Work to be completed:
Show every line below that contains the word "bracket", copying each one in full.

Extracted information:
(begin)
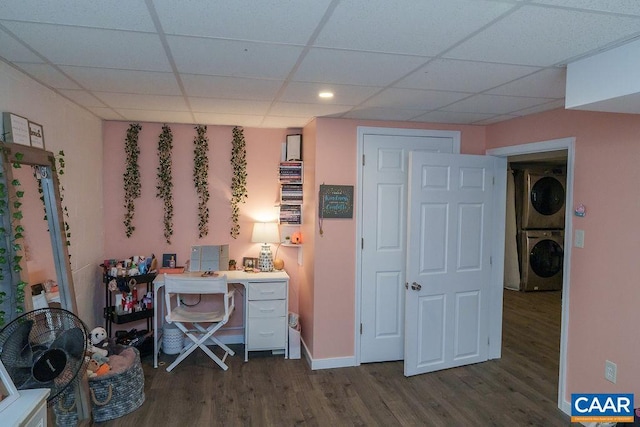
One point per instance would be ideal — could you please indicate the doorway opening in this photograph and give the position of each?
(560, 151)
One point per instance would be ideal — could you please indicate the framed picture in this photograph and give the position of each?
(249, 263)
(16, 129)
(36, 134)
(336, 201)
(294, 147)
(166, 260)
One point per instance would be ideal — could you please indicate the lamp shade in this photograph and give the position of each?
(265, 232)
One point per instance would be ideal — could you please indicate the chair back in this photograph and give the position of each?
(176, 284)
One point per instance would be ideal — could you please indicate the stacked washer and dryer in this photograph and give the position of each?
(540, 214)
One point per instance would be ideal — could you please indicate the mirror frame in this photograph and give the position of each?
(45, 166)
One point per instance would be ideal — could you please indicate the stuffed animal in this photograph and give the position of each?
(100, 343)
(97, 335)
(96, 367)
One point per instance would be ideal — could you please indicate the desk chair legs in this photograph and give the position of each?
(199, 341)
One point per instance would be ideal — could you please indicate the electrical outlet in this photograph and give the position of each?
(610, 371)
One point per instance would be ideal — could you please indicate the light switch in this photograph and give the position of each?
(579, 239)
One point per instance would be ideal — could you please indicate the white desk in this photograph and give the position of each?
(266, 295)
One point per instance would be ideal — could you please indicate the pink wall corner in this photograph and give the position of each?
(604, 296)
(309, 225)
(333, 297)
(263, 155)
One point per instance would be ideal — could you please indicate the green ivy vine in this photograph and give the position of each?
(201, 177)
(131, 176)
(165, 181)
(17, 234)
(238, 179)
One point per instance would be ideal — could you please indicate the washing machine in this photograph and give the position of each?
(542, 258)
(542, 198)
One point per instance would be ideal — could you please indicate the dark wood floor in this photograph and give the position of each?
(519, 389)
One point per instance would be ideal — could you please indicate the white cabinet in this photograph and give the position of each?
(29, 410)
(267, 304)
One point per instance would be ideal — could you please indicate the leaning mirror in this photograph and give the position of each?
(28, 174)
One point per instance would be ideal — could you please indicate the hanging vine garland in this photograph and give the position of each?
(238, 179)
(165, 182)
(201, 177)
(9, 254)
(131, 176)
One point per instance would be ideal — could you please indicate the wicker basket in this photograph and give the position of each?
(118, 393)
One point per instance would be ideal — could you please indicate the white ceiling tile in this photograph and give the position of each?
(356, 68)
(82, 97)
(230, 106)
(13, 51)
(285, 122)
(158, 116)
(381, 114)
(143, 102)
(228, 119)
(414, 98)
(105, 113)
(103, 14)
(48, 75)
(552, 105)
(545, 36)
(124, 81)
(343, 94)
(279, 21)
(230, 87)
(627, 7)
(451, 117)
(463, 76)
(306, 110)
(494, 119)
(195, 55)
(494, 104)
(406, 26)
(94, 47)
(548, 83)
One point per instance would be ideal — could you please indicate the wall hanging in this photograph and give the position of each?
(201, 177)
(165, 180)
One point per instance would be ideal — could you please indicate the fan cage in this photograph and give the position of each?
(48, 328)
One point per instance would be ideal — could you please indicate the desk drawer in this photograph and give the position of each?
(267, 333)
(267, 308)
(267, 290)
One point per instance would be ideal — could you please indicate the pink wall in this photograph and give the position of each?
(333, 279)
(263, 156)
(604, 294)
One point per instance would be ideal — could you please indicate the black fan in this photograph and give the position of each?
(44, 348)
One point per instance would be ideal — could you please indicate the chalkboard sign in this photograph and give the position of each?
(336, 201)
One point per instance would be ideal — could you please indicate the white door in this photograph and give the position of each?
(447, 304)
(384, 201)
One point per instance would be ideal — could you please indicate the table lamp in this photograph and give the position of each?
(265, 233)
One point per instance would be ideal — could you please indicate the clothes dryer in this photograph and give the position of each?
(542, 258)
(543, 198)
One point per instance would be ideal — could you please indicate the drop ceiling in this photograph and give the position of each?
(262, 63)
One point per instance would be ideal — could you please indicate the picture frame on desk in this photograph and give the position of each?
(294, 147)
(16, 129)
(36, 135)
(8, 391)
(249, 263)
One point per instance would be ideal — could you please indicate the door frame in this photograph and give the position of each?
(368, 130)
(561, 144)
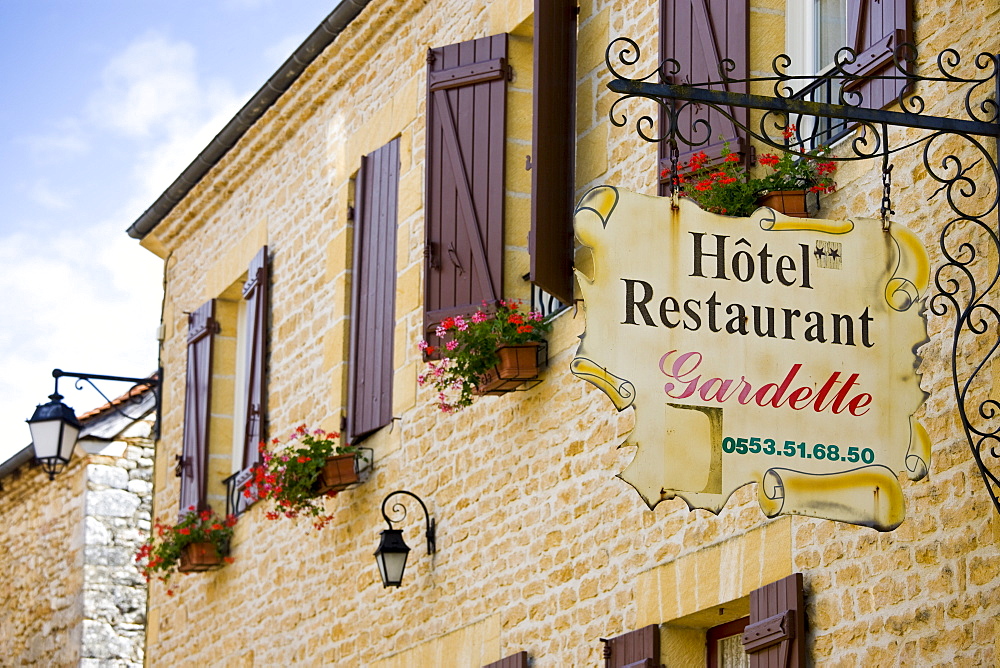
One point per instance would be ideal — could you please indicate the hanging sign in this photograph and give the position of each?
(774, 350)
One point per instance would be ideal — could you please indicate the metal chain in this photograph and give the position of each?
(886, 209)
(675, 177)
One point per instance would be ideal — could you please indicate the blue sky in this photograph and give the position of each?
(104, 103)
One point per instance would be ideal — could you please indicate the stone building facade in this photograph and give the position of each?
(540, 548)
(72, 593)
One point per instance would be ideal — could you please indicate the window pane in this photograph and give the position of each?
(831, 30)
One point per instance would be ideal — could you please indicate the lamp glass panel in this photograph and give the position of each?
(46, 438)
(391, 566)
(69, 435)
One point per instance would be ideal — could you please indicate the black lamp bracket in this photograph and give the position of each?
(399, 510)
(152, 382)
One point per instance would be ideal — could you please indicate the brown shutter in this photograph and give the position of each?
(875, 28)
(256, 293)
(373, 299)
(635, 649)
(553, 143)
(519, 660)
(699, 34)
(466, 117)
(775, 636)
(194, 462)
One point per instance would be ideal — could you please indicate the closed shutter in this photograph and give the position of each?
(775, 636)
(699, 34)
(553, 142)
(256, 294)
(519, 660)
(466, 116)
(373, 301)
(635, 649)
(194, 453)
(875, 29)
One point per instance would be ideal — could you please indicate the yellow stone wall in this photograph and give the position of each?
(540, 547)
(41, 566)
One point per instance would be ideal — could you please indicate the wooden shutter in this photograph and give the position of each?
(373, 300)
(775, 636)
(194, 454)
(519, 660)
(256, 294)
(553, 143)
(875, 28)
(699, 34)
(466, 116)
(635, 649)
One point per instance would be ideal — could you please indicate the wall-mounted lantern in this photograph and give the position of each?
(393, 550)
(54, 427)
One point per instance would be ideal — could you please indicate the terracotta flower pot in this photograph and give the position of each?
(199, 557)
(518, 365)
(789, 202)
(338, 473)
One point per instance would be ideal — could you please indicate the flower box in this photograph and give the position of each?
(789, 202)
(196, 557)
(338, 473)
(519, 364)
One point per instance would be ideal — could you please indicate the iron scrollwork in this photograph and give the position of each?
(805, 112)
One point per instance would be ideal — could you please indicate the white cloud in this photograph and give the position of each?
(65, 140)
(149, 86)
(84, 300)
(41, 192)
(242, 5)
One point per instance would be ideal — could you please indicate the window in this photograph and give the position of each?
(699, 34)
(194, 453)
(230, 425)
(873, 29)
(373, 293)
(519, 660)
(635, 649)
(466, 122)
(725, 645)
(553, 149)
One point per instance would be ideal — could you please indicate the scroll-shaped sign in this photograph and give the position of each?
(768, 349)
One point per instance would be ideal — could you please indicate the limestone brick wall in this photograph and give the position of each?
(540, 547)
(72, 595)
(41, 566)
(117, 513)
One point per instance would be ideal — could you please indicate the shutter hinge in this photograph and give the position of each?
(770, 631)
(431, 256)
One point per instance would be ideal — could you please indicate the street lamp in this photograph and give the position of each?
(54, 427)
(54, 430)
(392, 549)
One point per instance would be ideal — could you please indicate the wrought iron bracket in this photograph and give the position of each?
(153, 383)
(966, 281)
(398, 508)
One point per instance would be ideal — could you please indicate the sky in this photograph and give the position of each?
(102, 104)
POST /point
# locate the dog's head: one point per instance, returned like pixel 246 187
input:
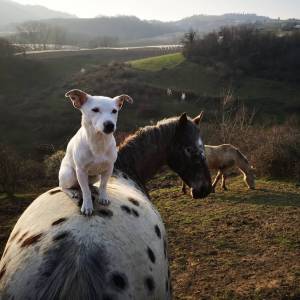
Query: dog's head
pixel 101 112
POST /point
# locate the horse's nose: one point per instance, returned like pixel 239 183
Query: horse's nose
pixel 108 127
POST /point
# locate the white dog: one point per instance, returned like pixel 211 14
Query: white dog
pixel 92 152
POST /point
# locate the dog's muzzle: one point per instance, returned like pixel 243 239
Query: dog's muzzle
pixel 108 127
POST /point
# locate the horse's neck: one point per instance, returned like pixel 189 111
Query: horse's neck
pixel 144 155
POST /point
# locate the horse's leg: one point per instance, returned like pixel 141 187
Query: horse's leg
pixel 217 178
pixel 183 187
pixel 223 184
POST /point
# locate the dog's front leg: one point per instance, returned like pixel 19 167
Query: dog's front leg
pixel 87 203
pixel 105 175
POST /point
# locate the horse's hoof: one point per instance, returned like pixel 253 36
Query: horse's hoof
pixel 104 202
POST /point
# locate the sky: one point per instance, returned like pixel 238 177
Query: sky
pixel 167 10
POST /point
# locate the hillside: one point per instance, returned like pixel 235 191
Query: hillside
pixel 147 81
pixel 204 86
pixel 132 30
pixel 235 245
pixel 13 12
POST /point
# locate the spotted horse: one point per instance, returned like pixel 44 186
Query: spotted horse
pixel 120 252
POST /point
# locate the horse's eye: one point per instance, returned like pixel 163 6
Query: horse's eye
pixel 188 150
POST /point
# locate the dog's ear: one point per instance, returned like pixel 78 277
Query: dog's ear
pixel 198 119
pixel 120 100
pixel 77 97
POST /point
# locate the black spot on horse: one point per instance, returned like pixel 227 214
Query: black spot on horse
pixel 104 212
pixel 135 212
pixel 15 235
pixel 23 236
pixel 54 192
pixel 165 248
pixel 119 281
pixel 134 201
pixel 157 231
pixel 72 270
pixel 6 250
pixel 58 221
pixel 149 283
pixel 60 236
pixel 108 297
pixel 151 255
pixel 2 272
pixel 31 240
pixel 126 209
pixel 167 285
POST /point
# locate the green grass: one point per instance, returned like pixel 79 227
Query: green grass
pixel 238 244
pixel 158 63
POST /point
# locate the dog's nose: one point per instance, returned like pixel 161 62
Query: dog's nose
pixel 108 127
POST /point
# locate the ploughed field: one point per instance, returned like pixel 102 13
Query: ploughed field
pixel 232 245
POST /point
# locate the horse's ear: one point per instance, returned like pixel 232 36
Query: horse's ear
pixel 182 119
pixel 198 119
pixel 77 97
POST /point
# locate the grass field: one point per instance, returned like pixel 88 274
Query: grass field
pixel 270 97
pixel 232 245
pixel 158 63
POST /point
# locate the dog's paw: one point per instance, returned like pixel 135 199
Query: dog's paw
pixel 75 194
pixel 87 208
pixel 104 201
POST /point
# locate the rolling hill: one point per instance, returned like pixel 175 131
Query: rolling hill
pixel 13 12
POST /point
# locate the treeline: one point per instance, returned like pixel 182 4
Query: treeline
pixel 40 35
pixel 248 50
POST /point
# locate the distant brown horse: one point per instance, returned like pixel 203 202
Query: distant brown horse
pixel 225 158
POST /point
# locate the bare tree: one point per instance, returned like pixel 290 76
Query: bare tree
pixel 233 118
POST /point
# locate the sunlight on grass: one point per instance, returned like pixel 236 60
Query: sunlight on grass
pixel 158 63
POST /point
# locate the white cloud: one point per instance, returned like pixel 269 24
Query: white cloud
pixel 171 9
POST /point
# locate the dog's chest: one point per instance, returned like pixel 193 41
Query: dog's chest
pixel 100 163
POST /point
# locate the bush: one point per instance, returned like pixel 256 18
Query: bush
pixel 9 170
pixel 52 165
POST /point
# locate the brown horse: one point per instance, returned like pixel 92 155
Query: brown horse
pixel 225 158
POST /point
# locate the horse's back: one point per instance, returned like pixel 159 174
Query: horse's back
pixel 119 253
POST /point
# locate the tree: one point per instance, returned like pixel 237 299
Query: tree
pixel 9 170
pixel 6 49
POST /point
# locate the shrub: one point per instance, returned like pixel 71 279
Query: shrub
pixel 52 164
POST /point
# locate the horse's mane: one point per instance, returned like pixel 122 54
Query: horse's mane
pixel 145 139
pixel 150 132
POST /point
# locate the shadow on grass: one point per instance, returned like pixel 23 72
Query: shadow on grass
pixel 264 197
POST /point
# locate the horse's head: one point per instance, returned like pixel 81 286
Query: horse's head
pixel 186 156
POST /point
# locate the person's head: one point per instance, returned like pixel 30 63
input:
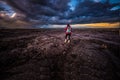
(end)
Reply to the exercise:
One point per instance would be ideal — could you please indicate the black lamp bracket in this photograph and give the position of each?
One point per instance would be ideal — could you please indicate the wrought iron bracket in this photograph and give the position of each?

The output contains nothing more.